• [PAGE TEXT]:
______

Notably, aided by improved rental operations and higher net operating income, Duke Realty’s third-quarter 2013 core funds from operations (FFO) of 28 cents per share was 2 cents higher than the year-ago figure and in line with the Zacks Consensus Estimate.
Despite these positives, the company faces stiff competition from commercial property developers and its large development pipeline increases operational risks. In addition, Duke Realty’s goal to sell substantial suburban office assets and de-leverage its balance sheet, are likely to weigh on earnings growth in the near term.
Over the last 60 days, the Zacks Consensus Estimate for 2013 FFO per share remained stable at $1.08. However, the Zacks Consensus Estimate for 2014 FFO per share dipped 1.8% to $1.12. Consequently, Duke Realty carries a Zacks Rank #3 (Hold).
Other Stocks to Consider
Some better ranked stocks in the REIT-Equity Trust – Other industry include PS Business Parks Inc. (PSB - Free Report) , Ventas, Inc. (VTR - Free Report) and Public Storage (PSA - Free Report) . All stocks carry a Zacks Rank #2 (Buy).
Note: FFO, a widely used metric to gauge the performance of REITs, is obtained after adding depreciation and amortization and other non-cash expenses to net income.

______

• [PROBLEM TO WORK ON]:
Please decide whether each statement below agrees with the Duke Realty text, answering yes or no and quoting the words of the text that settle it.
1. Duke Realty's third-quarter 2013 core FFO matched the Zacks Consensus Estimate.
2. Over the last 60 days, the Zacks Consensus Estimate for 2014 FFO per share went up.
3. Public Storage carries a Zacks Rank #3 (Hold).

Stored items

______

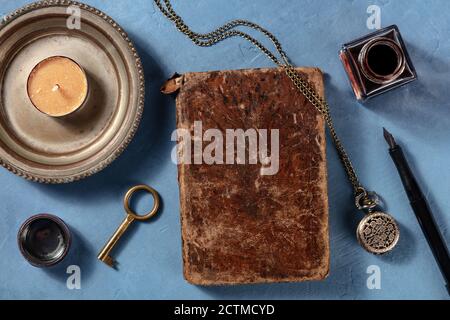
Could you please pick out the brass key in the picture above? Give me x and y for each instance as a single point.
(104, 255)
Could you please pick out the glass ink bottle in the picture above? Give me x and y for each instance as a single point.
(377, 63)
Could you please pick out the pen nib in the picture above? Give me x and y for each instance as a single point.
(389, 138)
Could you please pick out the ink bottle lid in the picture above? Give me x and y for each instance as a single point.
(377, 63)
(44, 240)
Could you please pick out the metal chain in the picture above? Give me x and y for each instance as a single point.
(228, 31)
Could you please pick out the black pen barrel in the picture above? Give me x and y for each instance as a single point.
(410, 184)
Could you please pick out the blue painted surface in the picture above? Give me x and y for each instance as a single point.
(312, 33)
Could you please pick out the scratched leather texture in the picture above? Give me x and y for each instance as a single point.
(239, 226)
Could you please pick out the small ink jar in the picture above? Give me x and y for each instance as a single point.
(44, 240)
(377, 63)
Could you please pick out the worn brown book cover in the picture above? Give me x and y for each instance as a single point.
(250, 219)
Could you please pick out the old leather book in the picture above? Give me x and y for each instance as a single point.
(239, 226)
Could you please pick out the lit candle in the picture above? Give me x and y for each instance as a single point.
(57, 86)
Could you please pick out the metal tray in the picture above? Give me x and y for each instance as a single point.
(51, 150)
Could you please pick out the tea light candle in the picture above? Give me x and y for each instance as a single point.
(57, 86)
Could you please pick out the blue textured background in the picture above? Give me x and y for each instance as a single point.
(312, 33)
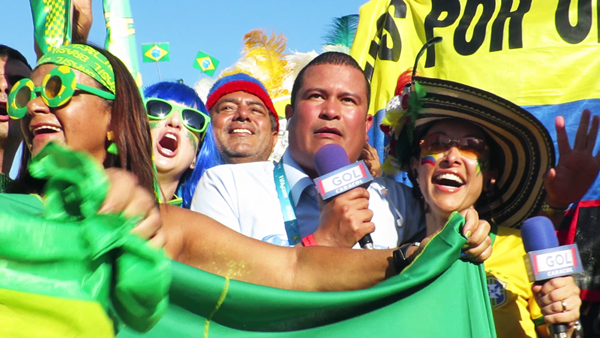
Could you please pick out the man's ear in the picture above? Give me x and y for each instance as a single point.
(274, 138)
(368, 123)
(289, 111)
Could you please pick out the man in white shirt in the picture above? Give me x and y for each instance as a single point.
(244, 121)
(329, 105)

______

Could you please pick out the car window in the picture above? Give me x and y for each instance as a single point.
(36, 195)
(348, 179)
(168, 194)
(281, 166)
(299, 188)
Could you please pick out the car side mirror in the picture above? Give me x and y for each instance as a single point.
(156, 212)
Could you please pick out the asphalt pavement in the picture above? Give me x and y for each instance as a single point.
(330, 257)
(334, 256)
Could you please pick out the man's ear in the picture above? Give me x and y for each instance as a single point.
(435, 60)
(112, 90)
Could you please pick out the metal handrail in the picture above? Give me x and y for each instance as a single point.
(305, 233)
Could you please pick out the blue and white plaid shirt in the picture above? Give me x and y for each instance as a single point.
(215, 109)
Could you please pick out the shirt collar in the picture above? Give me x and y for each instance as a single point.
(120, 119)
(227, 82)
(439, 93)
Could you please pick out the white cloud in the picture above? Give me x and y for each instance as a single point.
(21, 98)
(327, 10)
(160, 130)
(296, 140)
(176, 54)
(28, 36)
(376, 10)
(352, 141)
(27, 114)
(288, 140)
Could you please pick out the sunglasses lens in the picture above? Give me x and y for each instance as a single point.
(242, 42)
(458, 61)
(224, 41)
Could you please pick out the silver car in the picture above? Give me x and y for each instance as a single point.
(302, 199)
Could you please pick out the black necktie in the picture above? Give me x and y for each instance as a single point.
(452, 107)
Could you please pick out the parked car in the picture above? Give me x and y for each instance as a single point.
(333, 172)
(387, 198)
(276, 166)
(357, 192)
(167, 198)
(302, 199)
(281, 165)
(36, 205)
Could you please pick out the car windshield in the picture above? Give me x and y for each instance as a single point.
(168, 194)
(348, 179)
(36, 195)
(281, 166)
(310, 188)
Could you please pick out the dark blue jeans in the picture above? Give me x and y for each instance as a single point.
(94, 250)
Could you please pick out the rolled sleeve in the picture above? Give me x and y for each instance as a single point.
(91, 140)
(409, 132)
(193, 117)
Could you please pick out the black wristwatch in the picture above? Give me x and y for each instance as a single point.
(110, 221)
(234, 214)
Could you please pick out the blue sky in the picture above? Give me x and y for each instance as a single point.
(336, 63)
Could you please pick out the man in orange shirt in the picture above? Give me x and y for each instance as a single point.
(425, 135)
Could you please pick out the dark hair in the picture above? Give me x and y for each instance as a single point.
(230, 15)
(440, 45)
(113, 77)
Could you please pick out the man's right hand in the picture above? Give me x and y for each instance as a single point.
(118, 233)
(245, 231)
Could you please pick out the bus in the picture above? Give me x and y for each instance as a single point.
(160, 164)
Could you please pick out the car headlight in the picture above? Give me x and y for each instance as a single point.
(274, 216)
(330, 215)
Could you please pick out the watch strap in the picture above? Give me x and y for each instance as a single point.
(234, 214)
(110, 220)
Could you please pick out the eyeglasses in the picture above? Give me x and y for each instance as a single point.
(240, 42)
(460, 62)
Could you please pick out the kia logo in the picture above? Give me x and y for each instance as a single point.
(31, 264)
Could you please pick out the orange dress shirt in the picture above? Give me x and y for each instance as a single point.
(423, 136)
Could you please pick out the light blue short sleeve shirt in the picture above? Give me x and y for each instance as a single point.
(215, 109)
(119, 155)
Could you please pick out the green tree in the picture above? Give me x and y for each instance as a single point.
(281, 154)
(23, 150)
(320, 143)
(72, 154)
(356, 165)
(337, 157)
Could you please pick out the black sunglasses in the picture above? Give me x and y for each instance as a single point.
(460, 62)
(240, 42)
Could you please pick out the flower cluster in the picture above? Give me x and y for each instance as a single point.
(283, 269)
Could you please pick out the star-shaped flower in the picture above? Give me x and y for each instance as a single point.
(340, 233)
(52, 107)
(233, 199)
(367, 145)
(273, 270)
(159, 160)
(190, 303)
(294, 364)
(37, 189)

______

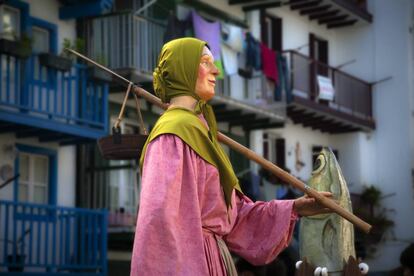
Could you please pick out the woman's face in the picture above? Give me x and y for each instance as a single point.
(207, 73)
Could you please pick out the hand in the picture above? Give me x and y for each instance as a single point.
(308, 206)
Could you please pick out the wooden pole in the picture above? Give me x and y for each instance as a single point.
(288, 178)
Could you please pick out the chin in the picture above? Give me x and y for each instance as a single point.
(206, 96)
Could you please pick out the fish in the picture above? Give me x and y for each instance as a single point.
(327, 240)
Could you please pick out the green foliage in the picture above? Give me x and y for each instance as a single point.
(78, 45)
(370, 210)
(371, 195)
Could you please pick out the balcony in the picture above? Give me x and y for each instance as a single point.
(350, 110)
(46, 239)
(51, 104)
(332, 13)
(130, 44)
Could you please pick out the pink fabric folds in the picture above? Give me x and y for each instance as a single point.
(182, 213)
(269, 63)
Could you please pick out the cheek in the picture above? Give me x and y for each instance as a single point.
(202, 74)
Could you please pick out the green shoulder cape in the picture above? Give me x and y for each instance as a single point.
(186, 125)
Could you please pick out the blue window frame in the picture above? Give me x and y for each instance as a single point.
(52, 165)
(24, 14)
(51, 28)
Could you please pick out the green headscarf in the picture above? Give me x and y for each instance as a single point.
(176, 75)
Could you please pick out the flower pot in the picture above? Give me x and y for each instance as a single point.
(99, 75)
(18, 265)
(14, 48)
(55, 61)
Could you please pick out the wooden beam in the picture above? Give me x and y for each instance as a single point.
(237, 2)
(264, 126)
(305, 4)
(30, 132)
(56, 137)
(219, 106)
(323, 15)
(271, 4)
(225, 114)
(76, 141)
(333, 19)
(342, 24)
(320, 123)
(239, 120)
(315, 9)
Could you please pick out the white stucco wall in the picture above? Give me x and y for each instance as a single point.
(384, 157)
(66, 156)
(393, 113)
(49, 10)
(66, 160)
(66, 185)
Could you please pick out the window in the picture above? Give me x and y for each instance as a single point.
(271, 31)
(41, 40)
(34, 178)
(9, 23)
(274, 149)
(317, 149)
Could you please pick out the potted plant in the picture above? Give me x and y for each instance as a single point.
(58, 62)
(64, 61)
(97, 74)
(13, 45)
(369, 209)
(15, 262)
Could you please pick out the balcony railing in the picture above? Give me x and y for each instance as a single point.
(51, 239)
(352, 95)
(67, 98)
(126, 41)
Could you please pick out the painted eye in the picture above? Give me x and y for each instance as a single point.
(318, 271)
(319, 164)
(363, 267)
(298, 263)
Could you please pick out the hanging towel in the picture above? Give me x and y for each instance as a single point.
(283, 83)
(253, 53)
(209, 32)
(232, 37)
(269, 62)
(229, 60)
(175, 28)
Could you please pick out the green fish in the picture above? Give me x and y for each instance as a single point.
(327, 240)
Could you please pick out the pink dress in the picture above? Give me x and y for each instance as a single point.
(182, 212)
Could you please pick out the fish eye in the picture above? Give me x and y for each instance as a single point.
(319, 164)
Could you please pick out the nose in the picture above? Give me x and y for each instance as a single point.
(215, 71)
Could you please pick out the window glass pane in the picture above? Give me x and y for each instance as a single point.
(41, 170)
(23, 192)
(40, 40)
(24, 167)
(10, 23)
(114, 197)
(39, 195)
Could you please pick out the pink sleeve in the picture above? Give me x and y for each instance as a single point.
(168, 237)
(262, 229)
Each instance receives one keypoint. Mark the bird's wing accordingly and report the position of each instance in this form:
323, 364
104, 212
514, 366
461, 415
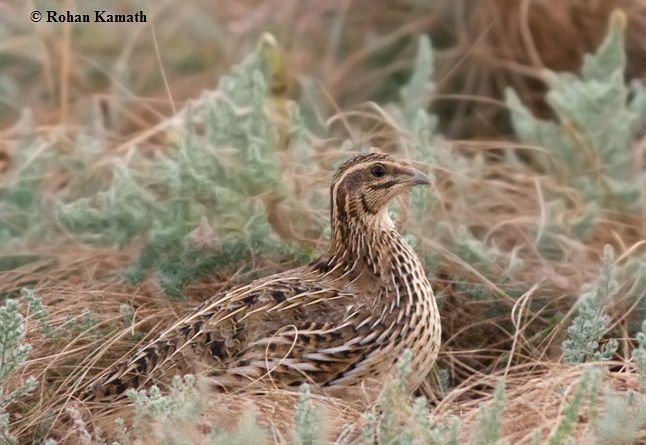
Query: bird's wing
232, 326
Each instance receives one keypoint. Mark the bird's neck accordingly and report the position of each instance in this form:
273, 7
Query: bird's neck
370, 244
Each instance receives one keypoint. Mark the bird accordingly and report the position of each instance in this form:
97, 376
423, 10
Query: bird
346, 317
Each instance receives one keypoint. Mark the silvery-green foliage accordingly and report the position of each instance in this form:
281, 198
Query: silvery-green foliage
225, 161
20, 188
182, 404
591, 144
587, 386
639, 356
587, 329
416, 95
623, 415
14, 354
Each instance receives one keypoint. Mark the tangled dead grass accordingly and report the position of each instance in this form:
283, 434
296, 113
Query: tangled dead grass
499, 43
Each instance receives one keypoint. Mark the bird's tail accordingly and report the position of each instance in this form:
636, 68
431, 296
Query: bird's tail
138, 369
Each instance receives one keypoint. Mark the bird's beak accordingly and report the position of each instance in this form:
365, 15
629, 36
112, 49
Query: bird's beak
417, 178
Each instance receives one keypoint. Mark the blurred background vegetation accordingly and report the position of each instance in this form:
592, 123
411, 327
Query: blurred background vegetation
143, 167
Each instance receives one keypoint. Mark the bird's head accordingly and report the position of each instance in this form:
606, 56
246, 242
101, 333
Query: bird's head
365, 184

______

• [RESULT]:
1. Yes: "in line with the Zacks Consensus Estimate"
2. No: "the Zacks Consensus Estimate for 2014 FFO per share dipped 1.8% to $1.12"
3. No: "All stocks carry a Zacks Rank #2 (Buy)."